Maurice était très à l’aise dans les tournages longs. Tourner, c’était son meilleur moment. Il a pris beaucoup de plaisir à diriger les séquences à table comme celle du Temps des Cerises. Je repense aussi à l’hommage à John Ford dans la scène du cabaret, à l’hommage au western dans les scènes au bord de l’eau, quand les personnages dansent… Maurice était vraiment le premier spectateur de son film et constater que tout fonctionnait lui procurait une grande joie. Pour lui, la sensation de faire du cinéma, c’était tourner et Van Gogh est un tournage dans lequel il s’est bien débattu. Tous les décors se situaient au même endroit et c’est comme si les gens du village où nous tournions sortaient de terre pour recréer une atmosphère qui était celle de l’époque. Pour Maurice, c’était très excitant.

Données collectées

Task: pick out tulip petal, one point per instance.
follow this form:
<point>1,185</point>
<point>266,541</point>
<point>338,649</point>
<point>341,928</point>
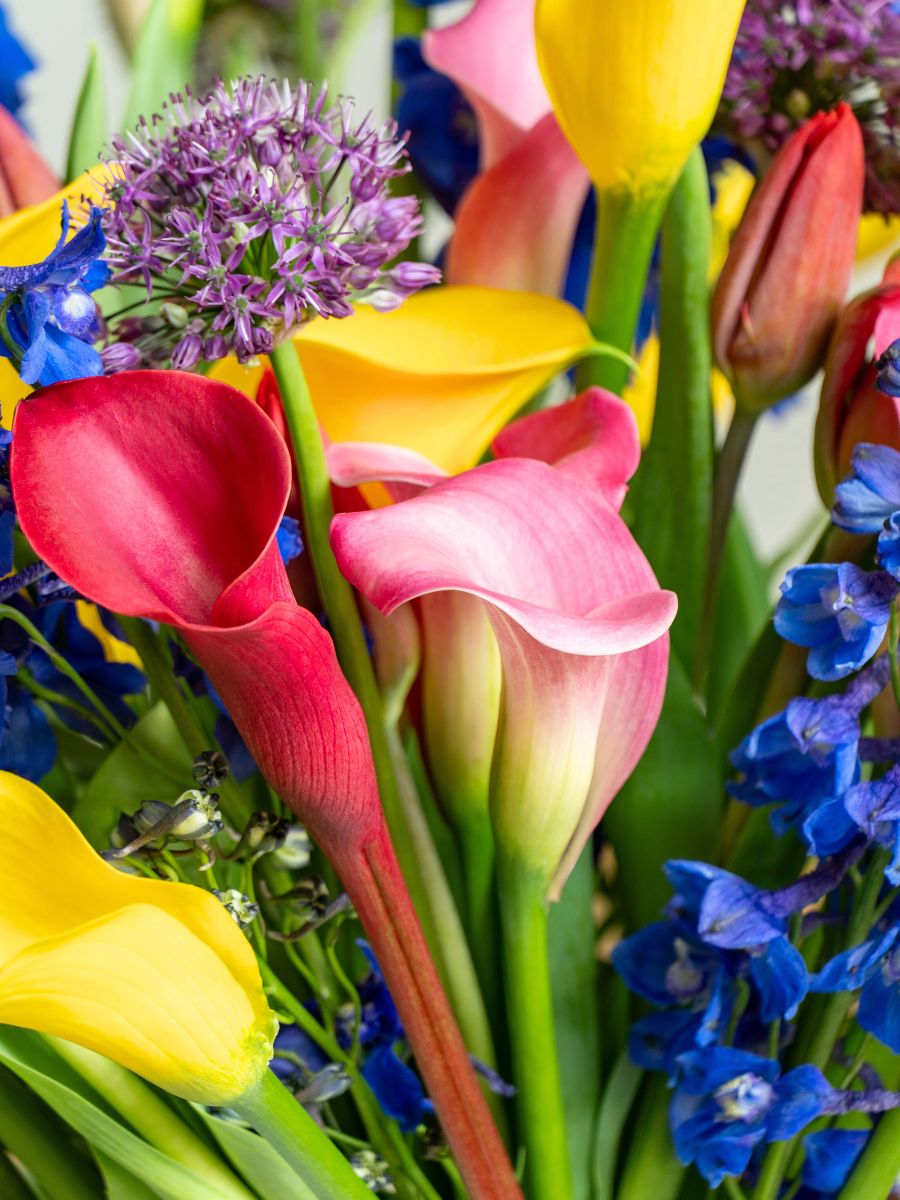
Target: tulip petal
<point>516,223</point>
<point>154,975</point>
<point>490,54</point>
<point>592,439</point>
<point>441,376</point>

== Tâche demandée ==
Poursuivez le texte sur le tournage de Van Gogh à partir de sa dernière phrase. La liste ci-dessus n'a aucun lien avec le texte sur le tournage de Van Gogh.

== Bonne réponse ==
 

Propos recueillis par Benoit Pavan

 

 


Séances :

Van Gogh de Maurice Pialat (1991, 2h48)
> UGC CINÉ CITÉ CONFLUENCE Jeudi 14 octobre, 20h30
> LUMIÈRE TERREAUX  Vendredi 15 octobre, 10h
> SAINTE-FOY-LÈS-LYON Samedi 16 octobre, 17h

 

Restauration inédite 2K supervisée par Gaumont. L'image a été restaurée chez Eclair et le son chez Le Diapason, à partir du matériel d’origine. Ressortie en salles le 27 octobre 2021 par Capricci.

 

Sous le soleil de Pialat, documentaire  de William Karel (2021, 52min)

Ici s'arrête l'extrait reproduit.